* Exercise goal
Starting at the line that contains "OBJECT = eyebrow" in the records below and continuing through the last line of the records, rewrite every line in full, raising each bounding-box coordinate in the answers by 91 and leaving all other text unchanged.

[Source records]
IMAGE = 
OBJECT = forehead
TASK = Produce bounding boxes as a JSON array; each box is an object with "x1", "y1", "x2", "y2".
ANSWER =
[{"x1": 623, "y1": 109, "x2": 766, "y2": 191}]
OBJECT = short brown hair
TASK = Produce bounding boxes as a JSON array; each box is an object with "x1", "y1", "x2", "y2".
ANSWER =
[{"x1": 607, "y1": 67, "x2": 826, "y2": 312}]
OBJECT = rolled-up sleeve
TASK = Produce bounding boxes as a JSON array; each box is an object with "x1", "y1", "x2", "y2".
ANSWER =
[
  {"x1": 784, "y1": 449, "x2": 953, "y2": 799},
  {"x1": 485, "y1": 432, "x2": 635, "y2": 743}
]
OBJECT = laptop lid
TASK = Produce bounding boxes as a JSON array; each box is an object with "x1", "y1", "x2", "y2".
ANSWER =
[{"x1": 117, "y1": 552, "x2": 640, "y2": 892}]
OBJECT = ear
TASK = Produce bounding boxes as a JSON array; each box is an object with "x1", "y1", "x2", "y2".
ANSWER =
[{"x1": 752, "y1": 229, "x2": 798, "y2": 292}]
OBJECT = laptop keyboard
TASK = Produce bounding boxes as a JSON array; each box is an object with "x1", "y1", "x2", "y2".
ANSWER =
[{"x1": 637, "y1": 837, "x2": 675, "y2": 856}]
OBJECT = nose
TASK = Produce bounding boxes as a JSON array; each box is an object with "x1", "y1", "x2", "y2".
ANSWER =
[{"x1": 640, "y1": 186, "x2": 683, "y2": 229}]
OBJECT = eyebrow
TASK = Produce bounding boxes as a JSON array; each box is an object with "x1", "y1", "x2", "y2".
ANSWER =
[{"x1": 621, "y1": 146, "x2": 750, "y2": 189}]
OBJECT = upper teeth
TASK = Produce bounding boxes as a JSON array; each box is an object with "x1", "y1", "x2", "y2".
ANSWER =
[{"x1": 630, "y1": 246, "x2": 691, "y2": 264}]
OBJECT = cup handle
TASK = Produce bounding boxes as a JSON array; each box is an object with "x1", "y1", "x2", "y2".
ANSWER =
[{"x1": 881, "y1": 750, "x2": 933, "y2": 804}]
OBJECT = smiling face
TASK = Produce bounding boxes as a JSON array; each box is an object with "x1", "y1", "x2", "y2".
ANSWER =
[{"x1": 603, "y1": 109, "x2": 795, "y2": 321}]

* Solution to this task
OBJECT = eyebrow
TASK = Produce bounding boxes as a JSON array; each box is an object with "x1", "y1", "x2", "y2".
ANSWER =
[{"x1": 712, "y1": 237, "x2": 841, "y2": 280}]
OBJECT = upper teeth
TASK = Produce bounding boxes as a JSON array; each box is an object with "x1", "y1", "x2", "y2".
ANSWER =
[{"x1": 721, "y1": 337, "x2": 782, "y2": 355}]
OBJECT = cup handle
TASK = Produce bounding boxes as a JSON array; each box is an object with "x1", "y1", "x2", "y2".
ANSWER =
[{"x1": 972, "y1": 841, "x2": 1024, "y2": 895}]
OBJECT = smiling face
TASK = Produce bounding boxes as a JSON array; each box is an object with "x1", "y1", "x2", "y2".
ANSWER =
[{"x1": 694, "y1": 200, "x2": 886, "y2": 412}]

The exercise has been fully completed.